(Extracted records)
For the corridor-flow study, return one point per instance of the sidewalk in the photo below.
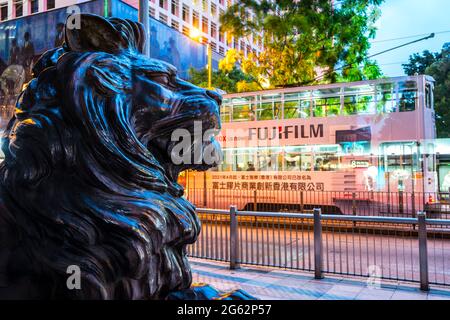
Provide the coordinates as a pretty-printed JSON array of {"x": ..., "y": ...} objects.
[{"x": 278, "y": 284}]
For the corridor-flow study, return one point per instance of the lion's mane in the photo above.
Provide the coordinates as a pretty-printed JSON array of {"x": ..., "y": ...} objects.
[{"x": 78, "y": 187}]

What to do
All entries must be written out again exactly as given, with no pictures in the copy.

Finished task
For the corridor-flow study, return one point per instance of the sidewalk in the photo below.
Provide the coordinates as a pretty-printed JSON array of {"x": ..., "y": ...} objects.
[{"x": 278, "y": 284}]
For the corridor-flow study, return one point per instance of the lion's mane in the photo above.
Provide the coordinates as a pretty-printed JSON array of {"x": ..., "y": ...} objects.
[{"x": 78, "y": 187}]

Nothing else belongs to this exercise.